— HOW TO COMPLETE THIS TASK —
Copy out every line of the items below word for word, leaving out the pictures.

— ENTRIES SUPPLIED —
_ _ _ _

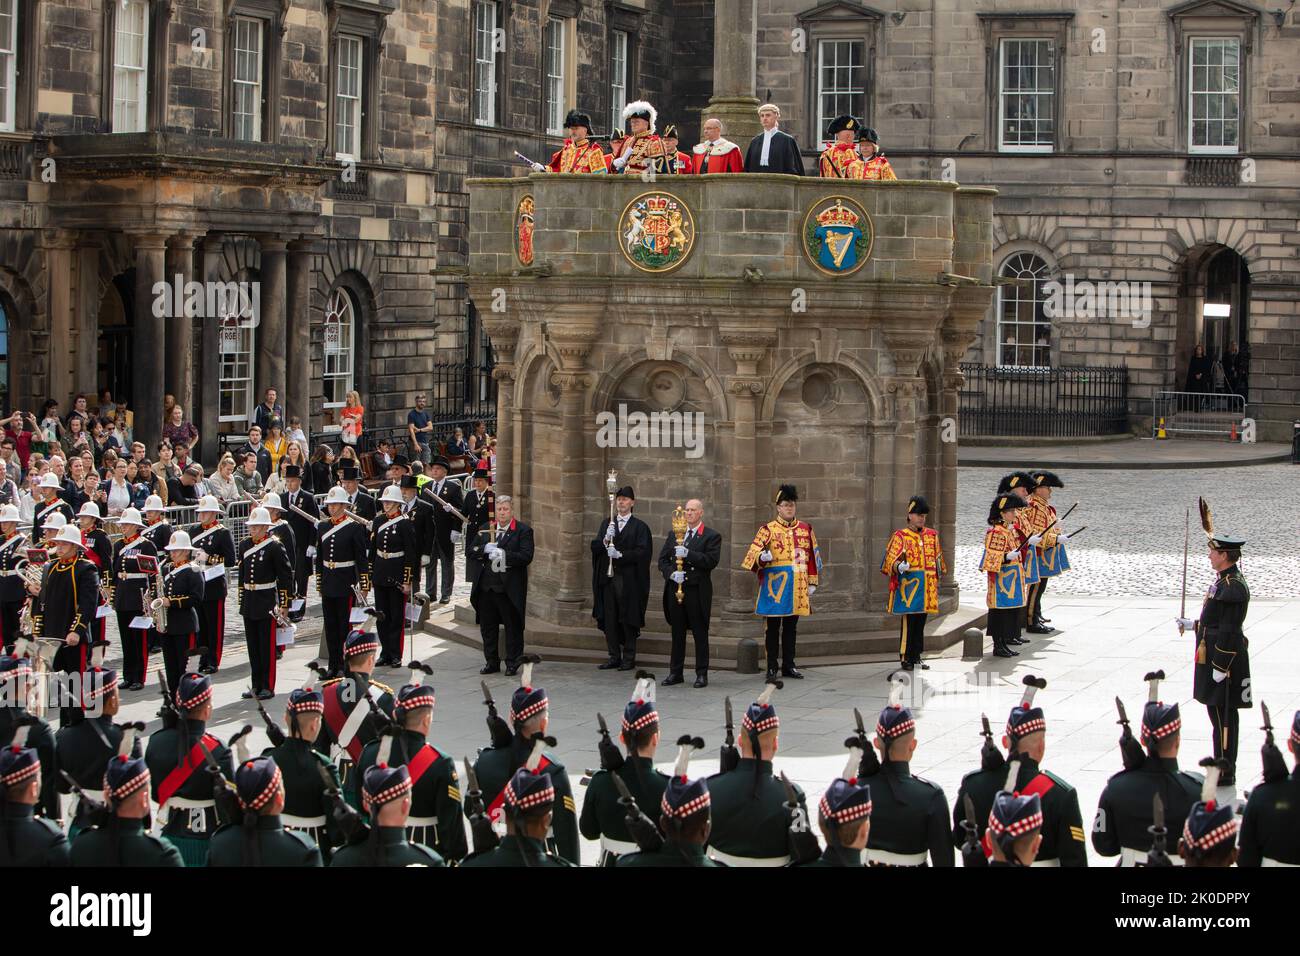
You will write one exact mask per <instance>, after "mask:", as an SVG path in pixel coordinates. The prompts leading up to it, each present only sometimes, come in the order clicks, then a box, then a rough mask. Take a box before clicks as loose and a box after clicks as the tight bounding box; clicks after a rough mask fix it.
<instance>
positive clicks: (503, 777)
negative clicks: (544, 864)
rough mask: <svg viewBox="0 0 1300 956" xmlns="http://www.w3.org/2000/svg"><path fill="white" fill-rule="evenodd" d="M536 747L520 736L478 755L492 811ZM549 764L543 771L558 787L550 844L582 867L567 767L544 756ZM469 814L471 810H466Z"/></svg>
mask: <svg viewBox="0 0 1300 956" xmlns="http://www.w3.org/2000/svg"><path fill="white" fill-rule="evenodd" d="M532 750H533V745H532V743H529V741H528V740H524V739H521V737H520V736H519V735H517V734H516V735H515V737H513V739H512V740H511V743H510V747H502V748H495V747H489V748H487V749H485V750H482V752H481V753H480V754H478V760H477V761H474V775H476V777H477V778H478V787H480V788H481V790H482V795H484V804H485V805H486V806H487V808H491V804H493V801H494V800H495V799H497V797H498V796H499V795H500V793H502V792H504V790H506V784H507V783H510V778H511V777H513V775H515V771H516V770H519V769H520V767H521V766H524V763H525V762H526V761H528V754H529V753H532ZM543 757H545V758H546V761H547V762H546V763H545V765H543V766H542V769H541V771H542V773H546V774H550V778H551V783H552V784H554V787H555V816H554V818H552V821H551V836H550V839H549V840H547V843H550V844H551V845H552V849H554V851H555V852H556V853H559V855H560V856H563V857H564V858H565V860H568V861H569V862H571V864H573V865H581V862H582V857H581V853H580V852H578V842H577V812H576V809H577V808H576V805H575V803H573V788H572V787H571V786H569V779H568V774H567V773H565V771H564V765H563V763H560V762H559V761H558V760H555V756H554V754H550V753H546V754H543ZM465 813H467V814H468V813H469V810H468V808H467V809H465Z"/></svg>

_ _ _ _

— SOLUTION FOR THIS TASK —
You will write one exact mask per <instance>, after "mask:", as an SVG path in pixel coordinates. The prompts leading up to it, each present only sometimes, come in the order clicks, then a box, then a rough mask. Take a box before clicks as loose and a box after clicks as the tight bounding box; clicks after a rough mask fix it.
<instance>
positive clicks: (503, 777)
negative clicks: (544, 864)
rough mask: <svg viewBox="0 0 1300 956" xmlns="http://www.w3.org/2000/svg"><path fill="white" fill-rule="evenodd" d="M536 747L520 736L478 755L492 811ZM549 764L543 771L558 787L550 844L582 867L567 767L544 756ZM469 814L471 810H466Z"/></svg>
mask: <svg viewBox="0 0 1300 956" xmlns="http://www.w3.org/2000/svg"><path fill="white" fill-rule="evenodd" d="M532 750H533V745H532V743H529V741H528V740H524V739H521V737H520V736H519V735H517V734H516V735H515V737H513V739H512V740H511V743H510V747H502V748H495V747H489V748H487V749H485V750H482V752H481V753H480V754H478V760H477V761H474V775H476V777H477V778H478V787H480V788H481V790H482V795H484V804H485V805H486V806H487V808H491V804H493V801H494V800H495V799H497V797H498V796H499V795H500V793H502V792H504V790H506V784H507V783H510V778H511V777H513V775H515V771H516V770H519V769H520V767H521V766H524V763H525V762H526V761H528V754H529V753H532ZM543 757H545V758H546V761H547V762H546V763H545V765H543V766H542V769H541V771H542V773H546V774H550V778H551V783H552V784H554V787H555V816H554V818H552V821H551V836H550V839H549V840H547V843H550V844H551V845H552V849H554V851H555V852H556V853H559V855H560V856H563V857H564V858H565V860H568V861H569V862H571V864H573V865H581V862H582V857H581V853H580V852H578V842H577V812H576V809H577V808H576V805H575V803H573V788H572V787H571V786H569V779H568V774H567V773H565V771H564V765H563V763H560V762H559V761H558V760H555V756H554V754H550V753H546V754H543ZM465 813H467V814H468V813H469V810H468V808H467V809H465Z"/></svg>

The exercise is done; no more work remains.